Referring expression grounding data

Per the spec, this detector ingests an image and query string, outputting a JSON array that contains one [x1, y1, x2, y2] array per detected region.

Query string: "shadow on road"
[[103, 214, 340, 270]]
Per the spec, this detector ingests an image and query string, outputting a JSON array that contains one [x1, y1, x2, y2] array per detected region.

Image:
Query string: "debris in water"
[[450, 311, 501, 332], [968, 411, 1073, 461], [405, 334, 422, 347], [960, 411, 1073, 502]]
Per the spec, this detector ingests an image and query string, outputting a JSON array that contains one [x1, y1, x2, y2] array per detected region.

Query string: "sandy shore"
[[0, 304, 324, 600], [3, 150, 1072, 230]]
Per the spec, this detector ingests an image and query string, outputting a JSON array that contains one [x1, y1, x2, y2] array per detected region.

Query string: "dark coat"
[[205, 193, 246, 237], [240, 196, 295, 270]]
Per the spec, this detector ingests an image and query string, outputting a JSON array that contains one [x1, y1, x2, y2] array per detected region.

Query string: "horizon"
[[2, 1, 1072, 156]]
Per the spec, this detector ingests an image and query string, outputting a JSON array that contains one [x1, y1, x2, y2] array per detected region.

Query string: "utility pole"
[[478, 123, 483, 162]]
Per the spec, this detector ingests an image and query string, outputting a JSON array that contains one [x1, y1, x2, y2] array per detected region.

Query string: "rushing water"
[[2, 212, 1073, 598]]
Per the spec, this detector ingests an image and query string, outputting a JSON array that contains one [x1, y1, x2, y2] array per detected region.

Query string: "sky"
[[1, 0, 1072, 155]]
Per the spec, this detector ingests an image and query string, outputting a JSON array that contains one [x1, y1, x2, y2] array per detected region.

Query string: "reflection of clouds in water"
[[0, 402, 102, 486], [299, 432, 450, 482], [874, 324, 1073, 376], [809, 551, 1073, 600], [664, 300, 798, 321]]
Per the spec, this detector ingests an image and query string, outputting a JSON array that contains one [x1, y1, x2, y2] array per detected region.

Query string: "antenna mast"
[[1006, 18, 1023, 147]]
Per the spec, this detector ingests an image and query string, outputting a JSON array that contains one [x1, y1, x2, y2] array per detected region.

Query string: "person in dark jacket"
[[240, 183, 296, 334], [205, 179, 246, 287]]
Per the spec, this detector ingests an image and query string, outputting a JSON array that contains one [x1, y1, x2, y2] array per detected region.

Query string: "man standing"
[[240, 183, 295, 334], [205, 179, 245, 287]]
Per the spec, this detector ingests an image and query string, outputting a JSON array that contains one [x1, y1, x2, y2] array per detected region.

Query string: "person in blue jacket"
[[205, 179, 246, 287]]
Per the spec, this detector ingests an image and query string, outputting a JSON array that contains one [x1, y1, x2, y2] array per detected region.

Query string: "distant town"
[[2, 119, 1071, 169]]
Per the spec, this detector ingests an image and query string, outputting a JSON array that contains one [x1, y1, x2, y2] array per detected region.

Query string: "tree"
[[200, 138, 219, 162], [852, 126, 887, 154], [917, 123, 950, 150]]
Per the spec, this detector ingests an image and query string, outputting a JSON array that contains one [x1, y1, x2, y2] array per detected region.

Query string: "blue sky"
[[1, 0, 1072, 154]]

*Prompt*.
Repeat all the lines above verbatim.

*Expected answer*.
Per the spec, this detector ingests an image and query string, outputting a JSON array that contains one [x1, y1, x2, y2] array per detected region.

Query string: "shadow on road"
[[103, 214, 340, 270]]
Per the spec, this detector ingests an image and query string, outputting a JSON array that contains one [x1, y1, x2, y2] array per detected region.

Image:
Query string: "debris in water"
[[450, 311, 501, 332], [968, 411, 1073, 461], [405, 334, 422, 347], [960, 411, 1073, 502]]
Per the spec, this detector ingests an image and query string, outputting a JSON array that contains one [x1, y1, x2, y2] array per detected region.

Query string: "sandy shore"
[[0, 304, 324, 600], [3, 150, 1072, 230]]
Per the spec, this detector ingests an image and query string, outputting a JSON array that contains one [x1, y1, x2, y2] array per detected region.

Query string: "dark coat"
[[205, 193, 246, 237], [240, 196, 295, 270]]
Per the spec, this detector ingests an image and query string, outputting a JSON array that contains one [x1, y1, x2, y2] array per detected region.

Query string: "horizon"
[[2, 1, 1072, 156]]
Per the spec, this detector ingests an image and query string, outputting a JSON array that contains one [x1, y1, x2, y2] array per detected region.

Query string: "utility pole"
[[478, 123, 483, 162]]
Per the spec, this detector ingests an image and query string, outputting a JSON array that contains one [x1, y1, x2, y2] array per detected region.

Query string: "rushing water"
[[2, 212, 1073, 598]]
Per the spec, this detector ingests an image and query string, outputting a JSON array that contains one [x1, y1, x2, y2] array per detected region.

Query string: "sky"
[[1, 0, 1072, 155]]
Per the spec, this detector ingests an image and query string, outputting a JSON array that contains one [x1, y1, x2, y2] array per detected region.

Query string: "reflection of clouds in water"
[[0, 402, 102, 486], [299, 432, 450, 482], [874, 324, 1073, 376], [809, 551, 1073, 600], [664, 300, 798, 321]]
Per the spec, this detector ingests an image and query string, outputting a JSON array that contains one [x1, y1, x2, y2] array per detected region.

Query string: "antenna mast"
[[1006, 18, 1023, 147]]
Per the spec, this detector ingests an image and query string, outputting a JSON array that contains one [x1, y1, x2, y2] array per detected region.

Query string: "person in dark jacket"
[[240, 183, 296, 334], [205, 179, 246, 287]]
Per the spec, this detector ingests an image and query string, outputting a JSON array that contains one [x1, y1, x2, y2] array per detected region.

Query string: "man standing"
[[240, 183, 295, 334], [205, 179, 245, 287]]
Per the spec, this detector ingests an image and query string, outputting a JSON array that contains one [x1, y1, x2, y2] array per detected region.

Query string: "person in blue jacket"
[[205, 179, 246, 287]]
Per the spec, this detector ingests an image and query string, outputting a JSON array that contains one [x1, y1, x2, y2] array per detected region.

Query string: "distant town"
[[2, 119, 1071, 169]]
Per the spec, this detector ingests an image and query string, outputting a JSON array that contains one [x1, y1, x2, y2] array per detected region.

Query string: "tree"
[[200, 138, 219, 162], [852, 126, 887, 154], [917, 123, 950, 150]]
Per the spec, this detector ingests an image and query string, outputting a JSON array that contains one [x1, y1, x2, y2] array per detected region.

Query string: "blue sky"
[[1, 0, 1072, 154]]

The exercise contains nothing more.